Supplied text>
Joe winced, ten hours later and two hundred miles away. She wasn't a barfly, he thought sadly as the bus's brakes hissed and the Greyhound rocked to a stop. But I guess Mary had a point.

Rain streaked the windows and pounded off the pavement outside. He stood up and shrugged into his coat, shuffled down the aisle between mostly-empty seats and out into the rain. End of the line. This was as far as the money in his pockets took him. A new place. A new start. What the hell was the name of this place again?

The rain beat down on his head. Maybe I shoulda married her, he thought as the bus pulled away, starting a small tidal wave up over the curb to soak his shoes. Then he grinned. She always did hate that vase.

Which version engages the senses, uses active verbs, establishes a mood, puts the reader into the action instead of looking back at it? Which establishes characterization and a sense of how the protag thinks? Which gives you a mental picture?

Of course, simpler methods exist for getting the point across: "It was raining" becomes "Rain poured from the sky as though God had upended a bucket, sluicing down the street in a solid sheet." Or even: "Joe flipped the collar of his coat up against the water dripping from his hair down his neck and ducked his head against the downpour." Guess what? We know it's raining, but we never once mentioned the word.

Pointing out every example of bad writing in a crit would be exhausting, of course, and above and beyond the duties of critters. One good example should be sufficient, with an admonition to the writer to find all the rest. Pointing out two examples of overused words should be followed by "It might be instructive to you to run a find and replace in your document on 'was'. You might be shocked by how many times you fall into the passive construction." It is not up to the critter to serve as a free editorial service for a lazy writer. If they want to learn, point out the path and step out of the way.

What to work on>
From the passage on writing above, extract word for word the stretch that starts with the words "Which version engages" and ends after "mentioned the word.".

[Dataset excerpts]
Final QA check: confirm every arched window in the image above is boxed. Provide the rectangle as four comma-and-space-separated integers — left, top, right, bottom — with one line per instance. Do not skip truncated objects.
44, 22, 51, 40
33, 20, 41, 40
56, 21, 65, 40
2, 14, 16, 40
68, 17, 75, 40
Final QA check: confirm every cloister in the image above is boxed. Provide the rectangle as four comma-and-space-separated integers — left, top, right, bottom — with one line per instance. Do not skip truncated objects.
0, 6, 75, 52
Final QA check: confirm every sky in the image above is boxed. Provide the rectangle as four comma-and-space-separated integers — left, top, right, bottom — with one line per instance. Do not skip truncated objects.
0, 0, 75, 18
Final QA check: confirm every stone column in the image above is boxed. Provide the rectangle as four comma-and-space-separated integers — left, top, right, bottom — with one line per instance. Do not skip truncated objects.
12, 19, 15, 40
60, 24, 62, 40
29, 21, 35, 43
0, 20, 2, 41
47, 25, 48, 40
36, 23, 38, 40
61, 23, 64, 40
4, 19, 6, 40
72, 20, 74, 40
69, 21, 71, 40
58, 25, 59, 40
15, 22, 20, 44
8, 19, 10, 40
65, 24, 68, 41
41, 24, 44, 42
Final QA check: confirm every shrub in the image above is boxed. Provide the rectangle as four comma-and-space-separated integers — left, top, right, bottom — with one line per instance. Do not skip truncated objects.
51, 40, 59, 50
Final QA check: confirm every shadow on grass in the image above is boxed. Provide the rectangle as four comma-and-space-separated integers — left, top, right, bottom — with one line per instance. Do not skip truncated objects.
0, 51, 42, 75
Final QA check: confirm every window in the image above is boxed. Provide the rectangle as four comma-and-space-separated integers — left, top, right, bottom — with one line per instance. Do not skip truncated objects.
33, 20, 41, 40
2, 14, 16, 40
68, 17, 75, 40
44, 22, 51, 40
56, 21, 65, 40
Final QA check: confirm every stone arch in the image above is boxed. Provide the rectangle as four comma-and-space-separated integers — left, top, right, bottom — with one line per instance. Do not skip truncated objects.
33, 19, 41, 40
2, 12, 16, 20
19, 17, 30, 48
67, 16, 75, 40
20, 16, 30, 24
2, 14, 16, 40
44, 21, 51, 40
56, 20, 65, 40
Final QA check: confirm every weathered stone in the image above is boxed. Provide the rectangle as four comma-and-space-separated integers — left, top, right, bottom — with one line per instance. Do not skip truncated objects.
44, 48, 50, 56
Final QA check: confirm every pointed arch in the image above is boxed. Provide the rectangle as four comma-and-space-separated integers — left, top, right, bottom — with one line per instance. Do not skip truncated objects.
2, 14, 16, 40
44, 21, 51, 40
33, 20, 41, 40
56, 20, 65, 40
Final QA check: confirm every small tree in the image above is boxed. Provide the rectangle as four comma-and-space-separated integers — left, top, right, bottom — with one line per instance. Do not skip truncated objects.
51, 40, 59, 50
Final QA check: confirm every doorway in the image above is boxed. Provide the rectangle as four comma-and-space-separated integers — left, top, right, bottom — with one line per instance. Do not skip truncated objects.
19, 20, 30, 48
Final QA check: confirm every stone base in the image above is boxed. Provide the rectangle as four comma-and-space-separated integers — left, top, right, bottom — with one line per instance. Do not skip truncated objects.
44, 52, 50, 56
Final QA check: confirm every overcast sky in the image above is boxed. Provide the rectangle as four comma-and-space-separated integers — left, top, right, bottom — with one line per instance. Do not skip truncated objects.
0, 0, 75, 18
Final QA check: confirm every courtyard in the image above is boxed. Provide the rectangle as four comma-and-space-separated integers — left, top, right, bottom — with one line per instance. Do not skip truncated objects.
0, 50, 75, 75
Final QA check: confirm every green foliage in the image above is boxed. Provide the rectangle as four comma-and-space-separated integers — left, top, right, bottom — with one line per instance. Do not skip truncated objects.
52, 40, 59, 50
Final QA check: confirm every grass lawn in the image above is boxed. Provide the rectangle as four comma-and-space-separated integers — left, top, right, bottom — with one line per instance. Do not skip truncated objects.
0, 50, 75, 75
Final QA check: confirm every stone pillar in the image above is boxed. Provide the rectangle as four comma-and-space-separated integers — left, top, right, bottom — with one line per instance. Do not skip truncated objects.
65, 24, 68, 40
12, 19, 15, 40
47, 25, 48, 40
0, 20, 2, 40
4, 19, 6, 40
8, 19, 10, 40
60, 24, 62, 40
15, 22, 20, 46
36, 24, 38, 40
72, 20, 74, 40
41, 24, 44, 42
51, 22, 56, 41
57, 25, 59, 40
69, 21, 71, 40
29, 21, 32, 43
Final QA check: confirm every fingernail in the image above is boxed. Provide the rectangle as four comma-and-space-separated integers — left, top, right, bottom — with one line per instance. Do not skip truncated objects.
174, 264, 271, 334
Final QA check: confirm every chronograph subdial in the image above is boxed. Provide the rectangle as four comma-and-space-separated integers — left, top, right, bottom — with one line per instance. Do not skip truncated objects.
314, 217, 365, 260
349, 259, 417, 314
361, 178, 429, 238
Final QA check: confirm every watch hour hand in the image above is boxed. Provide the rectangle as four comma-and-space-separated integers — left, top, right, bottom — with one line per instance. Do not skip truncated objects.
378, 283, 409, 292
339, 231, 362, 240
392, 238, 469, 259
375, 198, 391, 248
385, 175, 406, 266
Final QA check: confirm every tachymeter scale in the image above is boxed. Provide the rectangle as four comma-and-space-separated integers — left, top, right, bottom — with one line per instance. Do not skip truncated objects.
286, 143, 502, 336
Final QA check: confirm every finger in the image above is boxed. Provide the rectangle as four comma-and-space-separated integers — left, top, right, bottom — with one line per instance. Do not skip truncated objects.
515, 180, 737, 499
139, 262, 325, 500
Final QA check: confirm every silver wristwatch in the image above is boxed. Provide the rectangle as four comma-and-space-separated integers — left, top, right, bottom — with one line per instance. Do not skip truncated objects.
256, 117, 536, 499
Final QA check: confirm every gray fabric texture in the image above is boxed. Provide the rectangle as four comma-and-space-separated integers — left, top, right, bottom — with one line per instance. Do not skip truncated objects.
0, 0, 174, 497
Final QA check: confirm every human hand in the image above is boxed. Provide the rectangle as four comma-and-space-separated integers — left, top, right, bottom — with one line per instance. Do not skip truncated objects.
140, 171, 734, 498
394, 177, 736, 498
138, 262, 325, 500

Completed task>
Which version engages the senses, uses active verbs, establishes a mood, puts the reader into the action instead of looking back at it? Which establishes characterization and a sense of how the protag thinks? Which gives you a mental picture?

Of course, simpler methods exist for getting the point across: "It was raining" becomes "Rain poured from the sky as though God had upended a bucket, sluicing down the street in a solid sheet." Or even: "Joe flipped the collar of his coat up against the water dripping from his hair down his neck and ducked his head against the downpour." Guess what? We know it's raining, but we never once mentioned the word.